**EXERCISE DESCRIPTION**
Once you reach the line that contains "Target: bus", retype it and every line after it exactly, ending with the last line of the entries.

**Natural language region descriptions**
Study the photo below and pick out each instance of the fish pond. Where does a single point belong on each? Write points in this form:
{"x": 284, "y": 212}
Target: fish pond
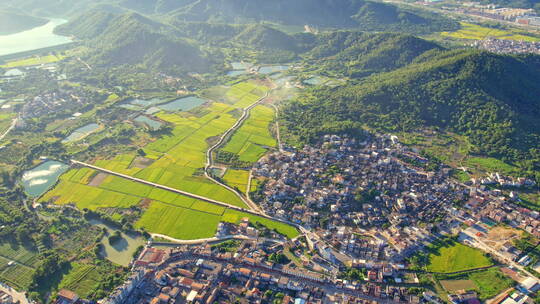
{"x": 121, "y": 251}
{"x": 270, "y": 69}
{"x": 41, "y": 178}
{"x": 81, "y": 133}
{"x": 152, "y": 124}
{"x": 182, "y": 104}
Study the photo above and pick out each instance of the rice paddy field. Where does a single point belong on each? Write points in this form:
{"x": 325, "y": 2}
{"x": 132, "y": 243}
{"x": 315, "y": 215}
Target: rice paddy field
{"x": 81, "y": 279}
{"x": 176, "y": 161}
{"x": 456, "y": 257}
{"x": 253, "y": 138}
{"x": 478, "y": 32}
{"x": 237, "y": 178}
{"x": 487, "y": 283}
{"x": 233, "y": 216}
{"x": 36, "y": 60}
{"x": 19, "y": 273}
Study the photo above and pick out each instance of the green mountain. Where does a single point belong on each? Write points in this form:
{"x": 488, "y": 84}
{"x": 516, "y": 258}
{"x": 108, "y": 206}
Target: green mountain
{"x": 11, "y": 22}
{"x": 88, "y": 25}
{"x": 261, "y": 36}
{"x": 359, "y": 54}
{"x": 359, "y": 14}
{"x": 133, "y": 39}
{"x": 492, "y": 99}
{"x": 515, "y": 3}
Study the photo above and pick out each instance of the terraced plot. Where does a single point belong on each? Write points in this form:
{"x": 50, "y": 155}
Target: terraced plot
{"x": 253, "y": 138}
{"x": 17, "y": 265}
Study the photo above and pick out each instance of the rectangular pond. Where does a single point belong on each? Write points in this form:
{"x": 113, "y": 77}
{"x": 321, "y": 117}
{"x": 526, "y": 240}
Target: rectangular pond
{"x": 182, "y": 104}
{"x": 41, "y": 178}
{"x": 81, "y": 133}
{"x": 152, "y": 124}
{"x": 241, "y": 65}
{"x": 121, "y": 251}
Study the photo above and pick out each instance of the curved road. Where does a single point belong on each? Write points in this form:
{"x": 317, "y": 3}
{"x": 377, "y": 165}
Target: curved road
{"x": 210, "y": 160}
{"x": 212, "y": 239}
{"x": 185, "y": 193}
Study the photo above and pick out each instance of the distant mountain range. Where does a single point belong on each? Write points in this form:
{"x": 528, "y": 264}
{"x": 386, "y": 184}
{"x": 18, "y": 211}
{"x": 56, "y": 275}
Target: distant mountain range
{"x": 133, "y": 39}
{"x": 359, "y": 14}
{"x": 492, "y": 99}
{"x": 13, "y": 22}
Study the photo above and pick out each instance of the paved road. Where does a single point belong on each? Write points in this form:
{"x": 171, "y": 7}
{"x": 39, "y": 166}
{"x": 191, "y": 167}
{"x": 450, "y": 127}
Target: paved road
{"x": 185, "y": 193}
{"x": 142, "y": 181}
{"x": 328, "y": 287}
{"x": 210, "y": 159}
{"x": 480, "y": 244}
{"x": 214, "y": 239}
{"x": 13, "y": 123}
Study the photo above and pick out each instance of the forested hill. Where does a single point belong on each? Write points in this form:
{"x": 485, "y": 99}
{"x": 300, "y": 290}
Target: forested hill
{"x": 133, "y": 39}
{"x": 361, "y": 15}
{"x": 358, "y": 14}
{"x": 359, "y": 54}
{"x": 11, "y": 22}
{"x": 492, "y": 99}
{"x": 515, "y": 3}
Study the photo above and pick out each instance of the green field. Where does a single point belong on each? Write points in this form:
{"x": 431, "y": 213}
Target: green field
{"x": 253, "y": 138}
{"x": 20, "y": 274}
{"x": 81, "y": 279}
{"x": 180, "y": 156}
{"x": 178, "y": 222}
{"x": 456, "y": 257}
{"x": 36, "y": 60}
{"x": 455, "y": 285}
{"x": 237, "y": 179}
{"x": 177, "y": 162}
{"x": 490, "y": 164}
{"x": 478, "y": 32}
{"x": 233, "y": 216}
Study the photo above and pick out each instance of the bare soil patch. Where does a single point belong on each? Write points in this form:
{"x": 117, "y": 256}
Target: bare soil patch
{"x": 141, "y": 162}
{"x": 98, "y": 179}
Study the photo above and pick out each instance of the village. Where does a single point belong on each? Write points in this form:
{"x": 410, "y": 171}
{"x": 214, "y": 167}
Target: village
{"x": 502, "y": 46}
{"x": 367, "y": 206}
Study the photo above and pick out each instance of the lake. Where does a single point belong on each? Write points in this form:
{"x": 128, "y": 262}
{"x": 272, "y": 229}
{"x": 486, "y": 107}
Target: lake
{"x": 236, "y": 73}
{"x": 122, "y": 251}
{"x": 81, "y": 133}
{"x": 183, "y": 104}
{"x": 34, "y": 39}
{"x": 39, "y": 179}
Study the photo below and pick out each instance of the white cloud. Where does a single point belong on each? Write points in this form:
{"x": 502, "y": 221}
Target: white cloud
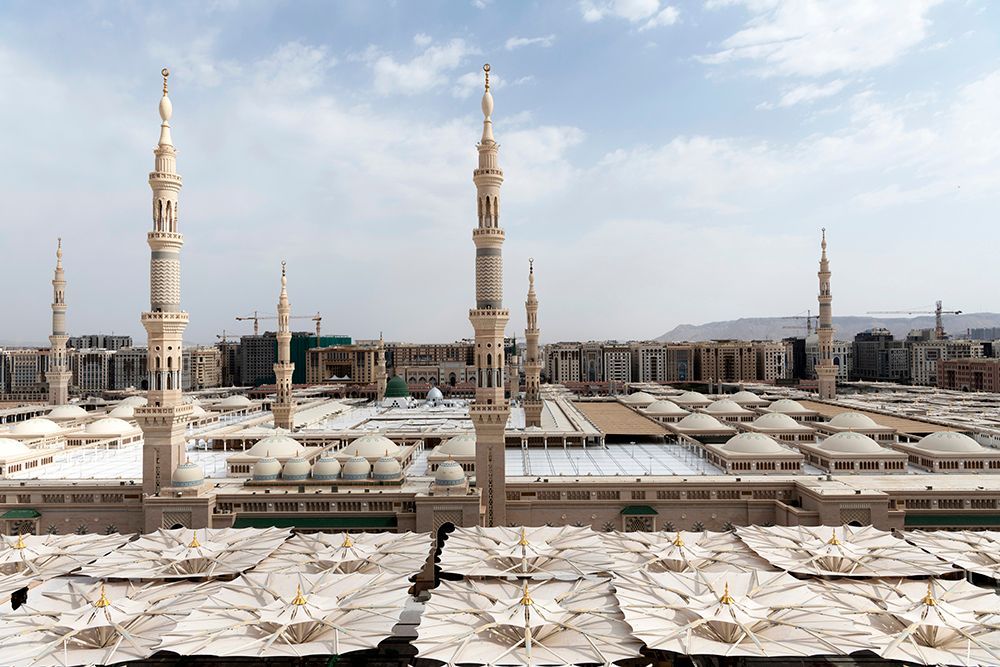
{"x": 806, "y": 94}
{"x": 427, "y": 71}
{"x": 518, "y": 42}
{"x": 815, "y": 38}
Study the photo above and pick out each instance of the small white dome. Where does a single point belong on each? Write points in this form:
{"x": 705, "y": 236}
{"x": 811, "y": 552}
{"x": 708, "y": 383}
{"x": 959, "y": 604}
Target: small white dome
{"x": 266, "y": 469}
{"x": 387, "y": 469}
{"x": 356, "y": 468}
{"x": 949, "y": 441}
{"x": 370, "y": 445}
{"x": 666, "y": 408}
{"x": 725, "y": 406}
{"x": 35, "y": 426}
{"x": 850, "y": 443}
{"x": 110, "y": 426}
{"x": 449, "y": 473}
{"x": 67, "y": 412}
{"x": 746, "y": 397}
{"x": 462, "y": 446}
{"x": 787, "y": 406}
{"x": 10, "y": 447}
{"x": 277, "y": 444}
{"x": 853, "y": 420}
{"x": 699, "y": 421}
{"x": 326, "y": 468}
{"x": 235, "y": 402}
{"x": 753, "y": 443}
{"x": 187, "y": 474}
{"x": 295, "y": 470}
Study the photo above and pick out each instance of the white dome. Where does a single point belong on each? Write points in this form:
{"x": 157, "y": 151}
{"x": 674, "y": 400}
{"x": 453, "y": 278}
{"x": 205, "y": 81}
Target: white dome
{"x": 327, "y": 468}
{"x": 277, "y": 444}
{"x": 387, "y": 468}
{"x": 690, "y": 397}
{"x": 370, "y": 445}
{"x": 787, "y": 406}
{"x": 949, "y": 441}
{"x": 67, "y": 412}
{"x": 266, "y": 469}
{"x": 123, "y": 412}
{"x": 665, "y": 408}
{"x": 188, "y": 474}
{"x": 699, "y": 421}
{"x": 725, "y": 406}
{"x": 746, "y": 397}
{"x": 853, "y": 420}
{"x": 777, "y": 421}
{"x": 449, "y": 473}
{"x": 10, "y": 447}
{"x": 356, "y": 468}
{"x": 295, "y": 470}
{"x": 850, "y": 443}
{"x": 462, "y": 446}
{"x": 35, "y": 426}
{"x": 753, "y": 443}
{"x": 639, "y": 398}
{"x": 235, "y": 402}
{"x": 110, "y": 426}
{"x": 134, "y": 401}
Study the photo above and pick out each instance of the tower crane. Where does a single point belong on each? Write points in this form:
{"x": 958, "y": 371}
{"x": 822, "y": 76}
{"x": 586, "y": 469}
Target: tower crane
{"x": 937, "y": 313}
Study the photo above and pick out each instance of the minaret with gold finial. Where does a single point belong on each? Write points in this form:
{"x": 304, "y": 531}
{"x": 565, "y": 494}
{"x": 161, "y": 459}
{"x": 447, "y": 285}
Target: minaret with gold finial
{"x": 164, "y": 418}
{"x": 490, "y": 409}
{"x": 826, "y": 371}
{"x": 283, "y": 408}
{"x": 58, "y": 374}
{"x": 532, "y": 362}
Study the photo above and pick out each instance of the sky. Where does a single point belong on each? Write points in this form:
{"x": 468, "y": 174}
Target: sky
{"x": 665, "y": 162}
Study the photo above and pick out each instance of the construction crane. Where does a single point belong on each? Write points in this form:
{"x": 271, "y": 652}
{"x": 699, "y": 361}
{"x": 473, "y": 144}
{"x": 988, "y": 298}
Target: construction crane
{"x": 255, "y": 318}
{"x": 937, "y": 313}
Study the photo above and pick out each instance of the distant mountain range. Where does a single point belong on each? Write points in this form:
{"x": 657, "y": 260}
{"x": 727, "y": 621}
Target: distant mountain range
{"x": 776, "y": 328}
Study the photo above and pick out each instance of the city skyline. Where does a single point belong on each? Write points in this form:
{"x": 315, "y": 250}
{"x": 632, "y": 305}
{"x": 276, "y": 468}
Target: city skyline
{"x": 312, "y": 137}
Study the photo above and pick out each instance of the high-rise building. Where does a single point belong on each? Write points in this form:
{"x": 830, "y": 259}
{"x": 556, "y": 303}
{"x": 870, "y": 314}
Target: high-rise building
{"x": 826, "y": 371}
{"x": 489, "y": 410}
{"x": 165, "y": 416}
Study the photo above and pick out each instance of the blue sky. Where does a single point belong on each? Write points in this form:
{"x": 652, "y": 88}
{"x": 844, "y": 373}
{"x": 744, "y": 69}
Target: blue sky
{"x": 665, "y": 163}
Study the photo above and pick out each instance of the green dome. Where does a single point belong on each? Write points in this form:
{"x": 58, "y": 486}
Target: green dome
{"x": 396, "y": 388}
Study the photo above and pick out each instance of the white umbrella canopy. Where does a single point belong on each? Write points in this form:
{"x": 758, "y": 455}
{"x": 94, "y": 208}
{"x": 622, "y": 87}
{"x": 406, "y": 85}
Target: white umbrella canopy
{"x": 402, "y": 553}
{"x": 762, "y": 614}
{"x": 83, "y": 621}
{"x": 564, "y": 552}
{"x": 25, "y": 558}
{"x": 537, "y": 622}
{"x": 933, "y": 622}
{"x": 840, "y": 551}
{"x": 972, "y": 550}
{"x": 270, "y": 614}
{"x": 680, "y": 552}
{"x": 183, "y": 553}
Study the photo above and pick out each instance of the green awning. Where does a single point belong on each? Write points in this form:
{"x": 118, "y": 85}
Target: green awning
{"x": 948, "y": 520}
{"x": 639, "y": 510}
{"x": 315, "y": 522}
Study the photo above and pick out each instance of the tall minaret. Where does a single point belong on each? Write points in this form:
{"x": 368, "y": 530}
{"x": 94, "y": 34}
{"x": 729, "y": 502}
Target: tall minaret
{"x": 489, "y": 411}
{"x": 58, "y": 373}
{"x": 283, "y": 408}
{"x": 380, "y": 373}
{"x": 532, "y": 362}
{"x": 825, "y": 370}
{"x": 164, "y": 418}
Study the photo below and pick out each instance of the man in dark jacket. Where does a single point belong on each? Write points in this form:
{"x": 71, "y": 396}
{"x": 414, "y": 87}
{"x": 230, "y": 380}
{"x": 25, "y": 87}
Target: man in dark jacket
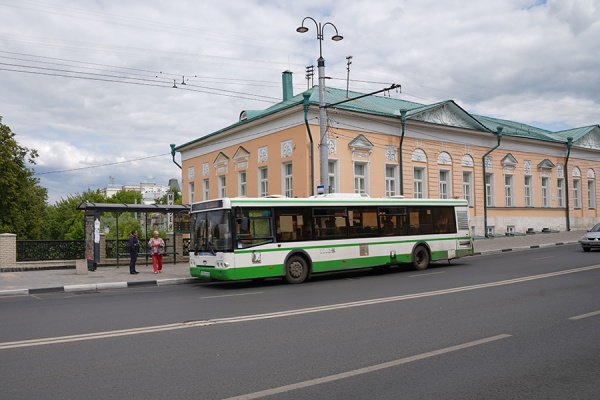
{"x": 133, "y": 246}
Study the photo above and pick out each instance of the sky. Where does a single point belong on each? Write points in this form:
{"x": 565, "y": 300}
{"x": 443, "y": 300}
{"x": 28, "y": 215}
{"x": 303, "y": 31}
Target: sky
{"x": 89, "y": 84}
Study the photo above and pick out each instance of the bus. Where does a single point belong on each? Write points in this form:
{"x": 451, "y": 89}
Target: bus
{"x": 293, "y": 238}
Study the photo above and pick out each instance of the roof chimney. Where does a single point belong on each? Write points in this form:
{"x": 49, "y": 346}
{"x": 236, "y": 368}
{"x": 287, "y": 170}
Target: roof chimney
{"x": 288, "y": 90}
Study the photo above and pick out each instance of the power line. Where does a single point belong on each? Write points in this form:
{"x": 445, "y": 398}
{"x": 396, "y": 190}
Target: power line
{"x": 101, "y": 165}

**RESULT**
Target: bus
{"x": 293, "y": 238}
Study the photo above and pick out each instance of the roof chimney. Where does a single point belong on each? Write points in this form:
{"x": 49, "y": 346}
{"x": 236, "y": 368}
{"x": 287, "y": 170}
Target: roof chimney
{"x": 288, "y": 90}
Study the photo above and pick out each instance of the power line. Where does a single point belong on each? Write points in this form:
{"x": 445, "y": 398}
{"x": 396, "y": 190}
Target: power line
{"x": 101, "y": 165}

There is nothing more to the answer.